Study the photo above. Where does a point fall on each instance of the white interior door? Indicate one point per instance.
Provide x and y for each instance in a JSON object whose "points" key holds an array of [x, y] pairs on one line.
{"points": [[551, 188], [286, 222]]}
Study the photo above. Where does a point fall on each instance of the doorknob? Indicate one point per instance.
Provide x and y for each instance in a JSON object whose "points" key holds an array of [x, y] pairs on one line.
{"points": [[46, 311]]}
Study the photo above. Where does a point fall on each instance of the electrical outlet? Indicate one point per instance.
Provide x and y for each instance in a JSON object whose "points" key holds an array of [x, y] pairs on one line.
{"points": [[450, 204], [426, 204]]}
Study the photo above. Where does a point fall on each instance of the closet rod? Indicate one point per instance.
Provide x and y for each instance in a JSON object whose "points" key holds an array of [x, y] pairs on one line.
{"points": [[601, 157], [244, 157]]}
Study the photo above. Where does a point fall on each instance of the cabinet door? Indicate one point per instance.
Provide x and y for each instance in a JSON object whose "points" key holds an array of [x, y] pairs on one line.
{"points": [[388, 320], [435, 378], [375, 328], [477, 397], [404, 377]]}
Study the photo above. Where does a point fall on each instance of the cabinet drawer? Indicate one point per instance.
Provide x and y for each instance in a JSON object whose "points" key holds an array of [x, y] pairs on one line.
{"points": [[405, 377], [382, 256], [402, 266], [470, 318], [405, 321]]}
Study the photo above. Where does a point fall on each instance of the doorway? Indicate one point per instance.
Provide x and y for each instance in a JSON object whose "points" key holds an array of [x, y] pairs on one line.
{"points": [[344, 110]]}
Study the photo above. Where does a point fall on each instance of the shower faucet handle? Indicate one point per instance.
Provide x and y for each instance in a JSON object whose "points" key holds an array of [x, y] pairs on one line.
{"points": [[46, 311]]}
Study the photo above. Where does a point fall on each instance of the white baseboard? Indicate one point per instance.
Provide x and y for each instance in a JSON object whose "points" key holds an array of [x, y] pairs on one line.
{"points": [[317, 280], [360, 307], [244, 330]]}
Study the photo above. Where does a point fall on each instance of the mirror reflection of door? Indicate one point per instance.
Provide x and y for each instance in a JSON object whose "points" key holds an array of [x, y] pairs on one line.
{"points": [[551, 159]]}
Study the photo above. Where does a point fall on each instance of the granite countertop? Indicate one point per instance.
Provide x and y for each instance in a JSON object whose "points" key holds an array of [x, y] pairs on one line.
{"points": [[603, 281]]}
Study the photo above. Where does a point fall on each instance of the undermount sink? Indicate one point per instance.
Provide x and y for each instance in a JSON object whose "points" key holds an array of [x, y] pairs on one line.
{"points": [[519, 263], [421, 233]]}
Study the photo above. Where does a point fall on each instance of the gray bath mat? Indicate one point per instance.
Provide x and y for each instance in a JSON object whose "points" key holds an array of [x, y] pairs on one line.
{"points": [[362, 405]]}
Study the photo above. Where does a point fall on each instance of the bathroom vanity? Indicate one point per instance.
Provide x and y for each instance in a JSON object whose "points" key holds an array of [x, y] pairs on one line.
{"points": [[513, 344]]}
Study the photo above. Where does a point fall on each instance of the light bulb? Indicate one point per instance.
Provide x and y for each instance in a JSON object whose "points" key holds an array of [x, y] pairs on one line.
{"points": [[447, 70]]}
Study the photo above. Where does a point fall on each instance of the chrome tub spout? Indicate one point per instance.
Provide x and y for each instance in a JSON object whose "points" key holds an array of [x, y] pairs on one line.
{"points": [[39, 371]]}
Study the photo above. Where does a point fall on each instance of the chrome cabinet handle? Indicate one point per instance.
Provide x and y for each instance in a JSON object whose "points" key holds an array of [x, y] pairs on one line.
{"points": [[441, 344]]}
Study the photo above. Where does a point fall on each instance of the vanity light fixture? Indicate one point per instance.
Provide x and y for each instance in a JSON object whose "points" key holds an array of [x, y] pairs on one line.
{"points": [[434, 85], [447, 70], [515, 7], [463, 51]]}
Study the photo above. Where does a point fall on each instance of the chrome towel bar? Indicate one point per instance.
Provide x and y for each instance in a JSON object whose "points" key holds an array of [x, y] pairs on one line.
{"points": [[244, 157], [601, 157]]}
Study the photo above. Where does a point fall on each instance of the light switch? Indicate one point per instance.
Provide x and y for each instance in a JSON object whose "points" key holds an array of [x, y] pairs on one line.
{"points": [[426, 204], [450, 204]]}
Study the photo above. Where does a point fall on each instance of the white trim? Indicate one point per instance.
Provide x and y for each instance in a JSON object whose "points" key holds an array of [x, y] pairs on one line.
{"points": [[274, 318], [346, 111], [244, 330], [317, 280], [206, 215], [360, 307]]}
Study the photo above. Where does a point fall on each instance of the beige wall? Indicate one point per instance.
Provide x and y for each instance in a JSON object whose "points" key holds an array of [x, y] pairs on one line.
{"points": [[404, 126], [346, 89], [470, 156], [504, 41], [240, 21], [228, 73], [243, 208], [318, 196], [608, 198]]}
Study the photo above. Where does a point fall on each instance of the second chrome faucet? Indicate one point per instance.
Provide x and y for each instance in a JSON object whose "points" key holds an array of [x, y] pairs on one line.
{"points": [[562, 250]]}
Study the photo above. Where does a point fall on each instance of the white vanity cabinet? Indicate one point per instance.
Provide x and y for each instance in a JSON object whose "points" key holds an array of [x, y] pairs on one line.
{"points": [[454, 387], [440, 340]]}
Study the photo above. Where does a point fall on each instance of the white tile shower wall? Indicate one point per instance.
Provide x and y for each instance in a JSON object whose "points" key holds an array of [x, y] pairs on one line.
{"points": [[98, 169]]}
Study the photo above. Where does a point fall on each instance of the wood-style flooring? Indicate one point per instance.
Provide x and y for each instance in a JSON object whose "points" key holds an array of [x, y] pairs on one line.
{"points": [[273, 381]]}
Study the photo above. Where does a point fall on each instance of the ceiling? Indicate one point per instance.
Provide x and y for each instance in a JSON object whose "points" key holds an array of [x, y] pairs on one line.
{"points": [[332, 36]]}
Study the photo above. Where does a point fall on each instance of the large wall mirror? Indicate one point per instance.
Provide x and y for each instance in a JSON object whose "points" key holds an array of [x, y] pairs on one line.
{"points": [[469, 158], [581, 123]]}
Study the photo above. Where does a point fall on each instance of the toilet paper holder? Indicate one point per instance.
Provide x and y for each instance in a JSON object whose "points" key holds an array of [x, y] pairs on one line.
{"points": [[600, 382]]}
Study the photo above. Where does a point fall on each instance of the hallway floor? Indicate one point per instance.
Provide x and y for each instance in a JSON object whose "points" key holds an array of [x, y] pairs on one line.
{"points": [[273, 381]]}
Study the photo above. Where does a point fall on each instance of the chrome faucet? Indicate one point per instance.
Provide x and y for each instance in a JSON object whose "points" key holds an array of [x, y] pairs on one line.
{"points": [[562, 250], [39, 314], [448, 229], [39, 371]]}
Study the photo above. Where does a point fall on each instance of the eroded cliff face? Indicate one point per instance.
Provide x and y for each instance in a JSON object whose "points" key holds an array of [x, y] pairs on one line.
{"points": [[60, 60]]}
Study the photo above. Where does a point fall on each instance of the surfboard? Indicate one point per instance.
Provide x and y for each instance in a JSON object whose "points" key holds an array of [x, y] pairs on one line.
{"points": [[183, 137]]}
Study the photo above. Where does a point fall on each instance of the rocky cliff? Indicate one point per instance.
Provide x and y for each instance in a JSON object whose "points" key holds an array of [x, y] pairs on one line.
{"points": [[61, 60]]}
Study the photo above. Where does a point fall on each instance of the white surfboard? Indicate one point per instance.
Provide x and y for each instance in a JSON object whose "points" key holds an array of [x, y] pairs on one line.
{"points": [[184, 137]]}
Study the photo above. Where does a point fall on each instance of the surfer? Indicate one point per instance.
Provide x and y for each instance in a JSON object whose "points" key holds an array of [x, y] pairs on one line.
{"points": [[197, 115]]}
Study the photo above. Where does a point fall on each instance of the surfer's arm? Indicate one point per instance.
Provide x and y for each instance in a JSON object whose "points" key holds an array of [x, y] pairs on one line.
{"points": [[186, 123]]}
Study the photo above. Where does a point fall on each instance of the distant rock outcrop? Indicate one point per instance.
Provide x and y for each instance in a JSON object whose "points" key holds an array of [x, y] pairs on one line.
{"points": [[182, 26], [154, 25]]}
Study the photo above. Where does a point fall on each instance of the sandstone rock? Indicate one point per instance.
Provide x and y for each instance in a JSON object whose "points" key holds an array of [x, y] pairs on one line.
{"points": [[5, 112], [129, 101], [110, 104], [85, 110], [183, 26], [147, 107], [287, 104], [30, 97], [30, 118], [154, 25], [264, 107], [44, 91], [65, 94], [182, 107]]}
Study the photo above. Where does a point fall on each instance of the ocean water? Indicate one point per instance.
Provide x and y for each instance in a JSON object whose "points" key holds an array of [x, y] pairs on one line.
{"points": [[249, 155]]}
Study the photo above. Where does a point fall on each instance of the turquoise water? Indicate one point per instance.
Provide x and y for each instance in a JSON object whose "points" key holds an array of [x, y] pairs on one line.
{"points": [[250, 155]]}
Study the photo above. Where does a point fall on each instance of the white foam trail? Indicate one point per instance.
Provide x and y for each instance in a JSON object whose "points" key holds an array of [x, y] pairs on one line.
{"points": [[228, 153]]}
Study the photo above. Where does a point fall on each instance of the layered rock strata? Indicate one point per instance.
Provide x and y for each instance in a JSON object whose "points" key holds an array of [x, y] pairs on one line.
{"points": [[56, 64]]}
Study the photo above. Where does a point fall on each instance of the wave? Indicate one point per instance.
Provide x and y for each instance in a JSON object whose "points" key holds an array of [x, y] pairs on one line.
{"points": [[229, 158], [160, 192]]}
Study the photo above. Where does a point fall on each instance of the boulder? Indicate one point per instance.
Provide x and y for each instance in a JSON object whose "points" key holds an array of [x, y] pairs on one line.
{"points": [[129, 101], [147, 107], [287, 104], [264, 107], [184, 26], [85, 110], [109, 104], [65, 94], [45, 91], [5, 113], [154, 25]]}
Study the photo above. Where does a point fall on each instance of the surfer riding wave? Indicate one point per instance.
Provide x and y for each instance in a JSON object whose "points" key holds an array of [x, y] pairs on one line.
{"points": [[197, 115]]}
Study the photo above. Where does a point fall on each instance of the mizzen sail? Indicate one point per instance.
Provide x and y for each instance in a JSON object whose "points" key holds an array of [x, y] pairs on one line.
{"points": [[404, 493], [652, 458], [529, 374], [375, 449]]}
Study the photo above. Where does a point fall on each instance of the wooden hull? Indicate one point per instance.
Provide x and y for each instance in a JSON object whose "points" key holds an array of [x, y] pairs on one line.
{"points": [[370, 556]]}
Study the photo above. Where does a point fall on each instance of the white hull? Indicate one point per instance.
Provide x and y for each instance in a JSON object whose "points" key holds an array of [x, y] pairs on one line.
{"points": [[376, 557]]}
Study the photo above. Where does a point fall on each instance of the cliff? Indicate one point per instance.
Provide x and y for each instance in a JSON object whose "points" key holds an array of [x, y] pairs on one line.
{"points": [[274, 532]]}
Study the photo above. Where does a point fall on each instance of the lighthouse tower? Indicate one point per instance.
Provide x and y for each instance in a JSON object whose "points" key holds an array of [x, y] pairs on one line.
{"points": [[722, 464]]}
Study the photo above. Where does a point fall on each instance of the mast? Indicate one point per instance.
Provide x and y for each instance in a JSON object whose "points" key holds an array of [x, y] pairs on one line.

------------------------------------------------

## Given problem
Can you quote exactly the lines from the one containing "wooden hull? Indicate one point per instance." through the last line of the records above, and nothing else?

## Final result
Study the photo above. Where does a point fall on each instance of the wooden hull? Indicate one point per instance.
Provide x and y for each instance in a JSON object whose "points" key holds an array of [x, y] pairs on one line.
{"points": [[370, 556]]}
Study the photo above. Where does a point fall on each instance of the white hull? Indicate one point per instance.
Provide x and y for each instance in a JSON object whose "points" key holds an array of [x, y] pairs on one line.
{"points": [[376, 557]]}
Study the photo above. Where does a point fall on each instance of the cliff? Indicate one point per instance.
Provide x and y for each instance in a JSON object whose "points" key holds an array of [x, y] pairs on one line.
{"points": [[274, 532]]}
Study the photo above. Where does a point fall on each instance of the lighthouse tower? Indicate one point per instance.
Provide x and y for each instance in a JSON object whose "points" key holds an array of [x, y] pairs on one line.
{"points": [[722, 464]]}
Study the photo above. Where does a point fall on each instance of the mast? Indicate one point per instance.
Provide x and y for each instance in a JSON object whose "points" key holds an array of [x, y] pairs on one line.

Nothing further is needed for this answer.